### PROBLEM REQUIREMENTS
Write the next part of the article on Jet Net's WiMAX plans in Sudan, picking up after its final sentence.

### DOCUMENT PASSAGE

━━━

Jet Net’s new Jordanian investor plans voice and data challenge using WiMAX
WiMAX-based ISP Jet Net has recently come together with the Jordanian Neu Group to pioneer a WiMAX voice and data challenge in one of Africa’s largest markets, Sudan. The regulatory and market challenges are considerable but the new investor has a successful track record both in mobile and WiMAX markets. Russell Southwood spoke recently to the company’s CEO Ahmad Jaghoub.
The new investor in Jet Net is Michael Daghar’s Neu Group. Daghar successfully launched Umniah as Jordan’s most successful third mobile operator. He was subsequently bought out by Batelco for US$400 million and founded his new company in 2007.
Jet Net’s business model is that it will initially target data and build infrastructure to make this viable. However, it will have in place IMS servers by Q3 this year and subject to get the relevant licensing and approvals will then move into the voice market.
Installation is based on the WiMAX 16e standard that can support mobile voice. The company envisages using WiMAX-enabled handsets from companies like Samsung. Currently these phones are selling retail for between US$150-300 but they also plan to have a CPE (costing US$200-250) that will support a SIP phone. It plans to subsidise the cost of the CPE and persuade customers to share CPEs, in order to get more customers and coverage. It believes that its implementation will offer high quality, indoor coverage.
In its first phase of expansion, it will install 50 base stations in the capital Khartoum and take 14 existing base stations and install them in the country’s second city, Port Sudan. In the second year, it plans to expand its network in Khartoum and upgrade its services, before starting to put in place coverage in the south and elsewhere. Its total investment in the first phase is between US$20-30 million: investment will initially come from the Neu Group but as it expands, it wants to diversify its sources of finance.
The BTS equipment cost is around US$50,000 and the total BTS cost including civil works will be anything between US$130,000-250,000. Construction costs are three times those elsewhere in the Middle East because of the cost of imported construction materials.
With Jordanian expertise from its new investor, the company is confident that it will make its WiMAX implementation work effectively. Its buying its equipment from Chinese vendor Huawei and it will operate it initially in the 3.5 ghz spectrum and later it hopes in 2.5 ghz. The company made the point that WiMAX base stations are very spectrum-intensive and that therefore they need to be able to use the higher capacities. GSM companies are already using an E1 to some base stations (particularly those used for data) and that it was only fair that it had similar access to transmission capacity.

━━━

### DATA LISTING
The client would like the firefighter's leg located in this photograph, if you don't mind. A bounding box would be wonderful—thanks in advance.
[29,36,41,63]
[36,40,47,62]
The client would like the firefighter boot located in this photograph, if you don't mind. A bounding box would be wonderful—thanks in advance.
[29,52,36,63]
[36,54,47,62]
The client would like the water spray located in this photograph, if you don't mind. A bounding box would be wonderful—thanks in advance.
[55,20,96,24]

━━━

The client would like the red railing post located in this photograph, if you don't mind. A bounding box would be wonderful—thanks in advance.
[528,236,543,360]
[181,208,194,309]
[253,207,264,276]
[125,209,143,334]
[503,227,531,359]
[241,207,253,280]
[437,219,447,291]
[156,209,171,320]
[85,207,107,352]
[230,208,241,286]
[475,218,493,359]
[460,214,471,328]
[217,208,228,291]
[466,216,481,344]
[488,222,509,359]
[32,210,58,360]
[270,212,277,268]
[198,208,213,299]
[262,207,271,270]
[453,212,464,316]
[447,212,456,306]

━━━

### RESPONSE
It plans to build its own microwave network for backhaul transmission. It has been forced to consider building its own network because of the very high transmission prices offered by the existing network operators, Canar and Sudatel. But as CEO Ahmad Jaghoub told us: “We’re willing to co-operate with others to improve penetration.”
It has had the same challenge in getting reasonably priced international bandwidth. According to Jagoub, one company has taken three months to respond to its request and it still has had no reply:”The prices we’ve been offered are high compared to other countries. If need be, we’re willing to make our own gateway and build a fibre optic route to Port Sudan. It’s feasible to do it ourselves.”
The data services will be targeted at corporate and residential clients, the latter being focused on Bahri, Omdurman and Khartoum. The 50 base stations installed will give sufficient capacity for 100,000 subscribers. It is has a target of 15,000 subscribers for its first year of operation, rising to 50-60,000 in the second year. The service will be priced competitively against existing market offers.
Jet Net is keen to see the development of Sudanese content and wants to encourage people to build forums and create content that is focused on Sudan. It is trying to find ways of encourage uptake and as part of this it will give some CPEs to the education sector. As Jaghoub tells it:”We want to change the type of Internet that’s available in Sudan and have content for specific sectors like schools, universities and hospitals.” It wants to be able to offer an effective service to its growing list of bank customers and in time support call centre services.
The investors in Jet Net are already looking for opportunities further afield from Sudan, including Ethiopia and Uganda. However, these will depend on licensing opportunities and for the moment, the team is highly focused on making the Sudan operation a success.